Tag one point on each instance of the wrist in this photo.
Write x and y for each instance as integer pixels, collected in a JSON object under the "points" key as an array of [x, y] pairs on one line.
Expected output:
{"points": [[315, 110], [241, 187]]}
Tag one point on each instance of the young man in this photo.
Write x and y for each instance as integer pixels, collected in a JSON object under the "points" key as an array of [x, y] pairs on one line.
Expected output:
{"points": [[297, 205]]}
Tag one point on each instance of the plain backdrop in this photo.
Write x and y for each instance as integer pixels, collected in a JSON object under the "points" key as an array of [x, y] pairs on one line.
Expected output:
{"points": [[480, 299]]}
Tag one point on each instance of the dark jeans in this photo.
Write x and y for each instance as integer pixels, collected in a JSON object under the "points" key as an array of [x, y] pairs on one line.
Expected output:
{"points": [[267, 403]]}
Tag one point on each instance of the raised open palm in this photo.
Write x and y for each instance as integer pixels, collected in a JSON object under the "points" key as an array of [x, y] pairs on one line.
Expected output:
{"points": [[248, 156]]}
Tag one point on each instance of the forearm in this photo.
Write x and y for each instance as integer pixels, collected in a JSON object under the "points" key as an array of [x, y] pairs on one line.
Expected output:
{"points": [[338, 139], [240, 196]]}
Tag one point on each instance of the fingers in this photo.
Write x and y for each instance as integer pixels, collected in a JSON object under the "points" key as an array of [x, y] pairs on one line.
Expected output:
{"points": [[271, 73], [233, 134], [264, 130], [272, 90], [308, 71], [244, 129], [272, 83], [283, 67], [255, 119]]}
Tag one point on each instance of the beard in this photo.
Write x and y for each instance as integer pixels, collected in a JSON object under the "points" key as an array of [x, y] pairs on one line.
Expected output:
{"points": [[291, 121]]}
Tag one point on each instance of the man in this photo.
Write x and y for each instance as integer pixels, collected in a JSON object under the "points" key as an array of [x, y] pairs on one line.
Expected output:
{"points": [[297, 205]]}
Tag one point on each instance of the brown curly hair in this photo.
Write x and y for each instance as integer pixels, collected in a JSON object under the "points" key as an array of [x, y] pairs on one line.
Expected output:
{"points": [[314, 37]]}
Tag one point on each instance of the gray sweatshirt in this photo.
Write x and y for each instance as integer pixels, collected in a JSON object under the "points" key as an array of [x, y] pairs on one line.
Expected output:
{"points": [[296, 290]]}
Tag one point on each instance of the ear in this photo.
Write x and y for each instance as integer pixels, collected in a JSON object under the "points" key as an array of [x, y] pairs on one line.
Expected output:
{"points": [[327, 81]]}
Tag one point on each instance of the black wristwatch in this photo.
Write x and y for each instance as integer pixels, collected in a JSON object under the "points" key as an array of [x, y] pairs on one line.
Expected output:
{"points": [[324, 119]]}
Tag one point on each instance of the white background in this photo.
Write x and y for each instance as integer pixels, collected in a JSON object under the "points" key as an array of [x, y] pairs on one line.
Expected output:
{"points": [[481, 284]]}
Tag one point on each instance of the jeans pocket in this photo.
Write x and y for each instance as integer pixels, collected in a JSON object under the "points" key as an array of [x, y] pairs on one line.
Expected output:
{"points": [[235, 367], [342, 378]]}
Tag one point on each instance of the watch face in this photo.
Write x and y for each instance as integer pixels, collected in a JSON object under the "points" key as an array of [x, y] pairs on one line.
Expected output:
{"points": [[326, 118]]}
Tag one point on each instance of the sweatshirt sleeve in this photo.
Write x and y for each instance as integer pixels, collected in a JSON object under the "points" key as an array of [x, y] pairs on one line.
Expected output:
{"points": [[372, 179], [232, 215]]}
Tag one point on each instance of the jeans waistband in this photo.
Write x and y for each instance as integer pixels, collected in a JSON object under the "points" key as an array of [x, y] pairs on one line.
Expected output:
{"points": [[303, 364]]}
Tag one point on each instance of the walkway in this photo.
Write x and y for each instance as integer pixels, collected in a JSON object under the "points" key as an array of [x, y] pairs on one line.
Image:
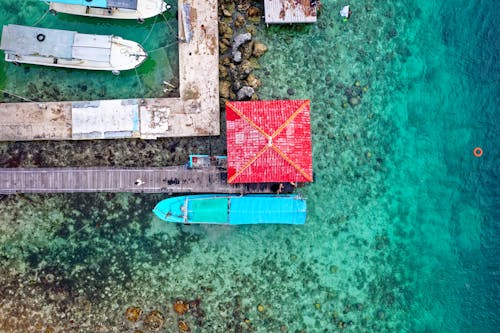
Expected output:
{"points": [[176, 179]]}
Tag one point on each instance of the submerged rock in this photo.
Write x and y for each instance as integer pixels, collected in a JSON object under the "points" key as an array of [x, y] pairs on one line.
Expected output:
{"points": [[259, 49], [133, 313], [181, 307]]}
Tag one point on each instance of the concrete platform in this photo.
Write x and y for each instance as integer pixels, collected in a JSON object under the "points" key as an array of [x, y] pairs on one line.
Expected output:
{"points": [[195, 113], [289, 11]]}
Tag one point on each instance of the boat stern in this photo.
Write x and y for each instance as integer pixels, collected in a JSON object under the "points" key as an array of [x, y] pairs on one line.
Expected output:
{"points": [[126, 54], [171, 210]]}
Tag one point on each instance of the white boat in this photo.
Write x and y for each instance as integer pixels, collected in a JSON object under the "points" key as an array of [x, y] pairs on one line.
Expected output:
{"points": [[69, 49], [118, 9]]}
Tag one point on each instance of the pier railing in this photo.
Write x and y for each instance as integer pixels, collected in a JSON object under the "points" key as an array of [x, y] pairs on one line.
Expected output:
{"points": [[176, 179]]}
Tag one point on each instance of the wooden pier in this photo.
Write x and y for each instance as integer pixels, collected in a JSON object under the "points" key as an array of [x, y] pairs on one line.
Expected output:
{"points": [[290, 11], [170, 180]]}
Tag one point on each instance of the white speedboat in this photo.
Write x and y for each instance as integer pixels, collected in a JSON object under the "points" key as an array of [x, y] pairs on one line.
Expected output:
{"points": [[118, 9], [70, 49]]}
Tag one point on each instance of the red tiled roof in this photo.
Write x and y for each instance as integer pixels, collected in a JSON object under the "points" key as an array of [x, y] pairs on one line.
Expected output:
{"points": [[269, 141]]}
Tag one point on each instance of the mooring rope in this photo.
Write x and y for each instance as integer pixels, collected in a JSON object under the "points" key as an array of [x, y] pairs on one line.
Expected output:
{"points": [[143, 91], [21, 97], [163, 47], [167, 23], [149, 33], [41, 18]]}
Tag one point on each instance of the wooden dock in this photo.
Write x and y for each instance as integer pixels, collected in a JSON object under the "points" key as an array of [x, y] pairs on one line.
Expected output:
{"points": [[290, 11], [177, 179]]}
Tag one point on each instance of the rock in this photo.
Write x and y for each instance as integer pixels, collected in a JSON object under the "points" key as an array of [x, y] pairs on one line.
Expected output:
{"points": [[245, 92], [154, 321], [241, 39], [224, 89], [183, 326], [354, 101], [133, 313], [246, 67], [380, 314], [222, 48], [239, 21], [222, 72], [253, 12], [259, 49], [238, 41], [253, 81], [180, 306], [236, 56]]}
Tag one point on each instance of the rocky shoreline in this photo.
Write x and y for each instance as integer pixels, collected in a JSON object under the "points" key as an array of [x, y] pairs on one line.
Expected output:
{"points": [[239, 52]]}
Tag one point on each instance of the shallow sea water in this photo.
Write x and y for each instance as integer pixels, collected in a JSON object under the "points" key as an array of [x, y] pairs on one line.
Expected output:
{"points": [[157, 36], [402, 232]]}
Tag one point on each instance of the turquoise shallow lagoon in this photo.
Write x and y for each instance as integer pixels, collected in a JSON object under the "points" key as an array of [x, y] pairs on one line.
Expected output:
{"points": [[403, 225]]}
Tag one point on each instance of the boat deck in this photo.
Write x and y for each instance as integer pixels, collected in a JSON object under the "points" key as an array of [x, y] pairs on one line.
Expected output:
{"points": [[289, 11], [177, 179], [195, 113]]}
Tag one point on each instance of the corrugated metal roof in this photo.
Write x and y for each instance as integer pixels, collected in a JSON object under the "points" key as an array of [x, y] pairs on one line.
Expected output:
{"points": [[269, 141], [22, 40]]}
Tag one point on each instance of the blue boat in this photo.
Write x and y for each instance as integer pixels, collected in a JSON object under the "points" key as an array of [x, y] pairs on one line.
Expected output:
{"points": [[233, 209]]}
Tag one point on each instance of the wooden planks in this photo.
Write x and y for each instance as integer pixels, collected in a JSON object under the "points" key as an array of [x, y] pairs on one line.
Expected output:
{"points": [[289, 11], [176, 179]]}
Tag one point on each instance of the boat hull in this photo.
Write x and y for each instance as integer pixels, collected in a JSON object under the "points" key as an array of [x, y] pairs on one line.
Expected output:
{"points": [[145, 9], [233, 209], [69, 49]]}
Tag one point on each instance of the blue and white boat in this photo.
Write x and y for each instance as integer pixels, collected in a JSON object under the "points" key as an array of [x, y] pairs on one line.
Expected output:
{"points": [[233, 209], [69, 49], [118, 9]]}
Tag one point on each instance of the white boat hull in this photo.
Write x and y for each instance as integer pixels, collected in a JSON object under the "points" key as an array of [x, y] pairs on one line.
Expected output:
{"points": [[145, 10], [125, 55]]}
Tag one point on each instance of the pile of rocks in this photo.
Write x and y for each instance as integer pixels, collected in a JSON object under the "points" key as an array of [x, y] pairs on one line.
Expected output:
{"points": [[238, 51]]}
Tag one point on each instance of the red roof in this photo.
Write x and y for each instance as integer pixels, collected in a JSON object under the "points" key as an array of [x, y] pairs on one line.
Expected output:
{"points": [[269, 141]]}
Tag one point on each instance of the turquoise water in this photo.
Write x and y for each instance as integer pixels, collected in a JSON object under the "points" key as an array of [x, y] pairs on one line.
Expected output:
{"points": [[402, 232], [156, 35]]}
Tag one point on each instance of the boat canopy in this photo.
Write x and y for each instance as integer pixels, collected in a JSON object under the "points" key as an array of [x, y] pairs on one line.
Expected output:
{"points": [[25, 41], [126, 4], [256, 209]]}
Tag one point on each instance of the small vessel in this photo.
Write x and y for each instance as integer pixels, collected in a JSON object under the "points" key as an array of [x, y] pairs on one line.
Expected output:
{"points": [[69, 49], [233, 209], [118, 9]]}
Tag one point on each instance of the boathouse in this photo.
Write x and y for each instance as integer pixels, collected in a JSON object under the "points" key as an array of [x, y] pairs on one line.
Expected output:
{"points": [[269, 141]]}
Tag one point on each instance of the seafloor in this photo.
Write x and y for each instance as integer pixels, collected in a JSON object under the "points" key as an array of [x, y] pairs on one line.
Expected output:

_ _ _ _

EXERCISE OBJECTIVE =>
Copy, from the material, each line that holds the string "turquoise".

ANSWER TO THE EXERCISE =>
Tag one point on each instance of the turquoise shallow lagoon in this photo.
Tag one point on each instance of the turquoise water in this photo.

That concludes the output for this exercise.